姨妈家很穷,有7个小孩,加上秦摩亚,8个小孩挤住在三四平方米的阴暗小楼内。高小毕业失学后,为了补贴家用,秦摩亚去日本人的工厂做童工,帮别人洗衣服,后被一个重庆人以帮她找妈妈为由骗去他家当丫头。
1950年,张越霞请中组部派人将她接回北京。秦摩亚在北京师范大学毕业后,先在北京一中任教并主管全校学生教育工作,后在北京师范大学任教,任中文系党支部书记。退休后,先后在中国科技经营管理大学语言学院、京师科技学院任副院长兼教大学语文,直至2001年。
秦摩亚勤于著述,写作和发表了与博古相关的文章约40万字。
次子秦刚:学习成绩最好
次子秦刚,家人叫他小秦刚,是博古与刘群先的儿子。1937年夏,党中央从保安县(今志丹县)往延安搬迁。搬迁途中,秦刚出生在离延安7里的崔村。秦刚小名叫阿福,上学前请爸爸给他取个学名,博古正在工作,想也没想,拿起笔写了个“秦刚”,他忘了他给大儿子取的名字就是“秦刚”。

| 任务说明 |
将节选中从"1950年,张越霞请中组部派"开始、到"秦摩亚勤于著述,写作和发表了与博古相关的文章约40万字。"结束的部分重新写出,并把其中的"中文系"换成"历史系"。 下列材料取自另一出处,与节选无关。

(指点数据集中的条目)
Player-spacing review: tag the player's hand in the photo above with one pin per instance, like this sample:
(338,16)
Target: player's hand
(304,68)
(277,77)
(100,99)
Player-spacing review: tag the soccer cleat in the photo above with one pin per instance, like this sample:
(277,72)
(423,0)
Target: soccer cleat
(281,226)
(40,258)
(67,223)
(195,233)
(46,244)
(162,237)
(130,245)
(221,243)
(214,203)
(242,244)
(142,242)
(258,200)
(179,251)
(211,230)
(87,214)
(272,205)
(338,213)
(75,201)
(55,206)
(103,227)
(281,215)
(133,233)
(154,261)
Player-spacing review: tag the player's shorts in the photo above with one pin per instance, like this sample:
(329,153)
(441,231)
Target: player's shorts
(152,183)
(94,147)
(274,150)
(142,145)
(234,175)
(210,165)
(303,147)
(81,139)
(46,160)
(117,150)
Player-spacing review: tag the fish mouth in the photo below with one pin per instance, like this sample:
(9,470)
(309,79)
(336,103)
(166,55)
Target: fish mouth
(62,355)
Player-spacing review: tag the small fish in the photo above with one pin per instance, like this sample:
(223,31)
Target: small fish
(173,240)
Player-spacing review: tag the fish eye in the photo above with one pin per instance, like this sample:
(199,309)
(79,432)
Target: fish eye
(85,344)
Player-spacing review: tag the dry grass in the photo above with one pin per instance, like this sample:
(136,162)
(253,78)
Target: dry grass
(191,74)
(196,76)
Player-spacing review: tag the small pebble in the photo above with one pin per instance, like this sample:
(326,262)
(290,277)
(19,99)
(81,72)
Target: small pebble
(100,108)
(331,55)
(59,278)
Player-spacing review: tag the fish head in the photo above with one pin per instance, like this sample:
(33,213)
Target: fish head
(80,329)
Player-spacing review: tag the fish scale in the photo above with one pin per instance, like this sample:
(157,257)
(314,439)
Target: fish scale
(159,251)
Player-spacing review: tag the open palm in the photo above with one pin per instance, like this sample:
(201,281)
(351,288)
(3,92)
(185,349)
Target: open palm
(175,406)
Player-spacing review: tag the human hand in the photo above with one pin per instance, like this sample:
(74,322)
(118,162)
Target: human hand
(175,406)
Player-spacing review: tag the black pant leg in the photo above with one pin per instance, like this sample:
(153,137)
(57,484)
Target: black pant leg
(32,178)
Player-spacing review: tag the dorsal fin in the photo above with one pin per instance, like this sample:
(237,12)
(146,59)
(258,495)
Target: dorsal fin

| 练习结果 |
1950年,张越霞请中组部派人将她接回北京。秦摩亚在北京师范大学毕业后,先在北京一中任教并主管全校学生教育工作,后在北京师范大学任教,任历史系党支部书记。退休后,先后在中国科技经营管理大学语言学院、京师科技学院任副院长兼教大学语文,直至2001年。
秦摩亚勤于著述,写作和发表了与博古相关的文章约40万字。